* **EXCERPTED RECORDS**:
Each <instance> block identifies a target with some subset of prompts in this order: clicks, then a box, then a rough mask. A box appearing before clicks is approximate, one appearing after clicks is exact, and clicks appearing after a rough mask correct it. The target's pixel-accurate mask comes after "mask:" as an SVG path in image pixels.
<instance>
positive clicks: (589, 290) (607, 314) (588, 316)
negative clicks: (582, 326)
--
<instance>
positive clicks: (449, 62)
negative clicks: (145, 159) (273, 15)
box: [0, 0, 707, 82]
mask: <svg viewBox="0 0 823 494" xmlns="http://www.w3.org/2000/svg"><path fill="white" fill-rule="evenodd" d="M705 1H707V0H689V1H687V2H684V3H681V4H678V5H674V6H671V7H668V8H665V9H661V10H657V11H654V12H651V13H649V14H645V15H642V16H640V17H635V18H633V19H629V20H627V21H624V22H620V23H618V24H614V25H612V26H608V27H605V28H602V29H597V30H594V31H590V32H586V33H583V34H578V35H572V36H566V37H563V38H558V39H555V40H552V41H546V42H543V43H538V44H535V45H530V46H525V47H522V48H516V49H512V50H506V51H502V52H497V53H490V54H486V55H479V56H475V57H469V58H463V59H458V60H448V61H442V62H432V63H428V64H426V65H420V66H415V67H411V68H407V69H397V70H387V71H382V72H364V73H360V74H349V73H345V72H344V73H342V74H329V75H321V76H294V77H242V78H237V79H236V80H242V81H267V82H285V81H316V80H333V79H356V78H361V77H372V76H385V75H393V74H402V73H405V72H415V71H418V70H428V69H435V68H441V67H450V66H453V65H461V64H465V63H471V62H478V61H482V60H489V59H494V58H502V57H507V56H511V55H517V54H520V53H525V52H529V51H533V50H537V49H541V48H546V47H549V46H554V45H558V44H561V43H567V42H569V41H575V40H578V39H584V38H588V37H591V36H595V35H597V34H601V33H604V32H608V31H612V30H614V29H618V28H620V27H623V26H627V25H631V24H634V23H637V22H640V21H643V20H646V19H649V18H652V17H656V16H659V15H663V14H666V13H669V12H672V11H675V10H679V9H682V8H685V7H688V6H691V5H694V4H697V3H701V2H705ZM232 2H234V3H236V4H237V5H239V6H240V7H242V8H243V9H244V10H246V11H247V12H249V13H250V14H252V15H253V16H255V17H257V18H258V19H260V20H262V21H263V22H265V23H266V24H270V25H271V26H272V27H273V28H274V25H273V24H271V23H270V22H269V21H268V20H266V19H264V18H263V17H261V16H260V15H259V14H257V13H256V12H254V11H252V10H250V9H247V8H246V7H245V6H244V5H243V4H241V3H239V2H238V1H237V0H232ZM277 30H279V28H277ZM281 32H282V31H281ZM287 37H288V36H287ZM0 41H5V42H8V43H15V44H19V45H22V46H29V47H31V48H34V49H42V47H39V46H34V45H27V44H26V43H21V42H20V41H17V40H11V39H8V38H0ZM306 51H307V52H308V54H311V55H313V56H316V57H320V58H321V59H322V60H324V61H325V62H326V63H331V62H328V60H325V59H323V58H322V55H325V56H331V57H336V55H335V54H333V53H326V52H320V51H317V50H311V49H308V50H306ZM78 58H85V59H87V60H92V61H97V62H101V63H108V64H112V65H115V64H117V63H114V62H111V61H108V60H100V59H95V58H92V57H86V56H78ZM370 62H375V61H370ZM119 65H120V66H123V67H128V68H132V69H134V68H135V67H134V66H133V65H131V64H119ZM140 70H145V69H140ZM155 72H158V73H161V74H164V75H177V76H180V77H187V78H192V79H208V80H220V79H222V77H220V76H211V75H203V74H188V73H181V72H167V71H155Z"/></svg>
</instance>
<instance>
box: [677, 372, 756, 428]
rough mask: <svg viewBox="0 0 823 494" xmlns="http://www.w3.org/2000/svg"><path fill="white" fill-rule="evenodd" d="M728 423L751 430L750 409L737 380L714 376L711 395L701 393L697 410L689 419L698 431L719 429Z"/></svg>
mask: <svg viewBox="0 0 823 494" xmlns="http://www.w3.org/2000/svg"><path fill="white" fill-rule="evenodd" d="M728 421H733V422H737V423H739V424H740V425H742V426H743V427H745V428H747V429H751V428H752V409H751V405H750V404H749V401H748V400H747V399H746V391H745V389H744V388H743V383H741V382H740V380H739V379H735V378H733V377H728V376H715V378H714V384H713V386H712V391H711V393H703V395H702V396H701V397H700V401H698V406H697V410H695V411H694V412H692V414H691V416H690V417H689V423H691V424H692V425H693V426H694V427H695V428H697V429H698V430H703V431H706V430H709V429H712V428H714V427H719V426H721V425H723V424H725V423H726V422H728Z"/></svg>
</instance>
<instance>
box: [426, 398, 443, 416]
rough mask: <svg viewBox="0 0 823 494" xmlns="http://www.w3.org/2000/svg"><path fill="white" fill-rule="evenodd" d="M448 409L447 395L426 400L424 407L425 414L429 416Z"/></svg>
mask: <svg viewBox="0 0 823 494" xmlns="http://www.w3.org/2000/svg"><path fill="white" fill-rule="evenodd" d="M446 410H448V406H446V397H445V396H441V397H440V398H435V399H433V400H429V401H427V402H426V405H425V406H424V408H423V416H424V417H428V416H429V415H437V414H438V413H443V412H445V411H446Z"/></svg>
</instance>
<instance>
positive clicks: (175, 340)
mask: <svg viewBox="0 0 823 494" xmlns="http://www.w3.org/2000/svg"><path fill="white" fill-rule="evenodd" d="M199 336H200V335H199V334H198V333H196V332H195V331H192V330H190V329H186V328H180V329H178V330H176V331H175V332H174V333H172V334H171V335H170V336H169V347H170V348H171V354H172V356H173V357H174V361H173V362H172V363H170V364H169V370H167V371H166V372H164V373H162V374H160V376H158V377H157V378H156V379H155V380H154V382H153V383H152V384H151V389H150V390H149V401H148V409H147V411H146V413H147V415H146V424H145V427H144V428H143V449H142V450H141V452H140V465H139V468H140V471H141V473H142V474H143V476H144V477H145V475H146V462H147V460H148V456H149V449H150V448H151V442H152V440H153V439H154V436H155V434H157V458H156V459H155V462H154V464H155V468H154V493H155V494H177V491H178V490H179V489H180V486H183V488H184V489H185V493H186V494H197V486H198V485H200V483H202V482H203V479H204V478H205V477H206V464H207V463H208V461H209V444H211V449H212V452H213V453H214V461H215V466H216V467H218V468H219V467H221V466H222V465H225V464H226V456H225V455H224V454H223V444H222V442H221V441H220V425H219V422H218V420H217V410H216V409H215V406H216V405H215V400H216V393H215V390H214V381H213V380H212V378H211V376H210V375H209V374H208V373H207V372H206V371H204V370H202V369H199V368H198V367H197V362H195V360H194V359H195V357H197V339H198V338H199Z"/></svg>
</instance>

* **PROBLEM STATEMENT**: If a line in the records above includes the string "negative", copy it.

* **SOLUTION FOR THIS PROBLEM**:
negative clicks: (582, 326)
negative clicks: (145, 159) (273, 15)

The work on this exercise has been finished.